EXERCISE PROMPT: Please gather every line in the data below that contains the word "image", and copy each one unchanged. Match case exactly.

DATA IN THIS EXERCISE:
☆ ☆ ☆
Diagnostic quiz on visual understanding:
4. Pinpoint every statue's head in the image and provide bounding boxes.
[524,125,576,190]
☆ ☆ ☆
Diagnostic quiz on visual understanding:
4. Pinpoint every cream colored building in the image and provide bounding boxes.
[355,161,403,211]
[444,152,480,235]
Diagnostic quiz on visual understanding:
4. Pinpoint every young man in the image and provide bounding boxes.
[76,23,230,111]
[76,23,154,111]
☆ ☆ ☆
REPLY:
4. Pinpoint every statue's head in the image and provide bounding boxes.
4. Pinpoint every cream colored building in the image and provide bounding boxes.
4. Pinpoint every young man in the image and provide bounding boxes.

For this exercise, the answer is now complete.